» **Requirement**
Gather every line in the entries below that contains the word "spot".

» **Listed records**
--------------------------------

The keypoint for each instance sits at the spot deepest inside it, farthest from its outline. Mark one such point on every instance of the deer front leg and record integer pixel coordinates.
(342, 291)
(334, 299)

--------------------------------

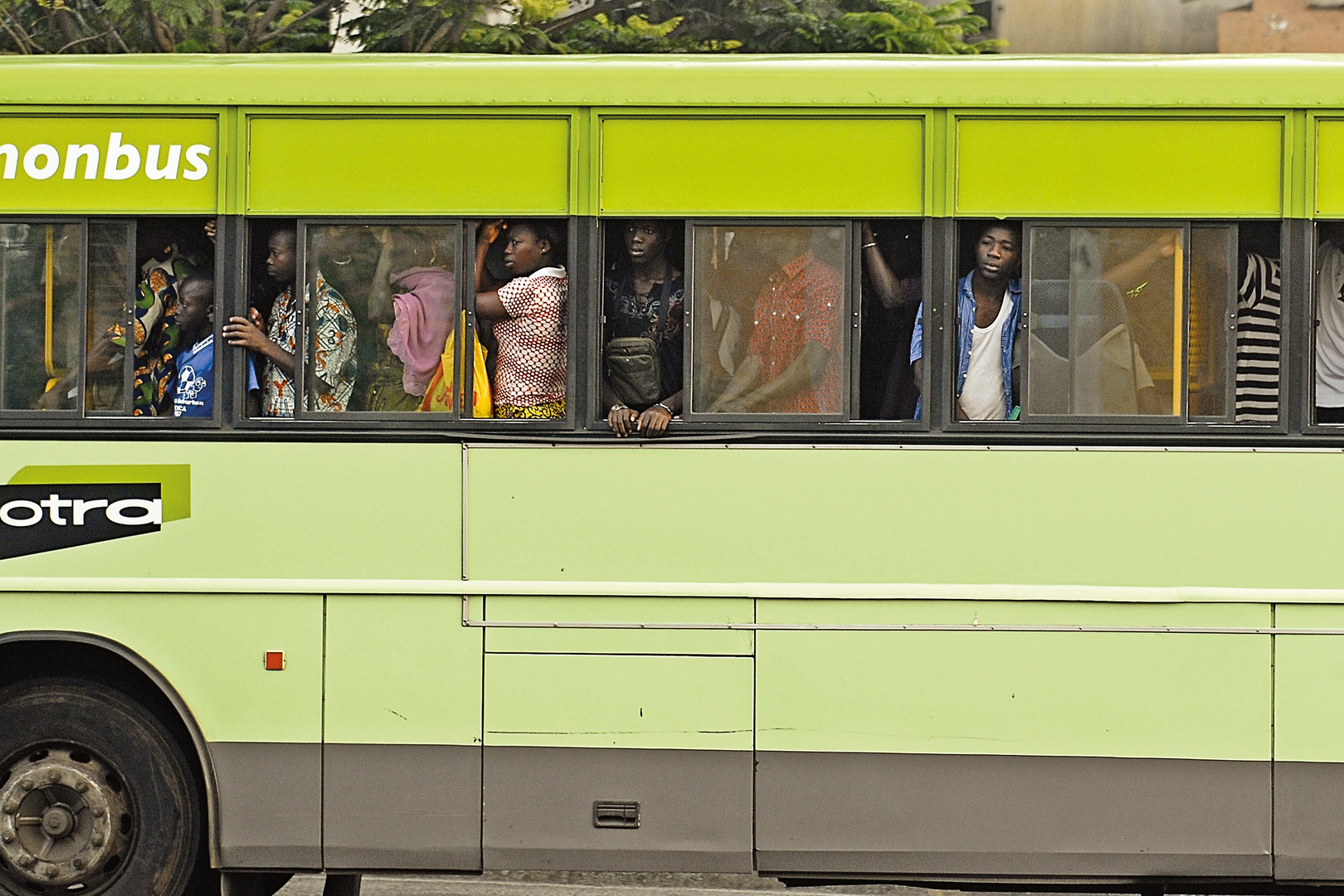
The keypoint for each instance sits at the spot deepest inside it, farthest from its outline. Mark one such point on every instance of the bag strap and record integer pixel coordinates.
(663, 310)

--------------------------------

» **Reply**
The keypoint for each instance sits at the spot deepest inside it, farthest from its outline. Mark one such point on every instance of the deer front leg and record integer pixel coordinates.
The keypoint for each instance sits at the spot deepest inside it, farthest from its outline. Mark one such point on every instance of the bag strap and record integer pixel coordinates.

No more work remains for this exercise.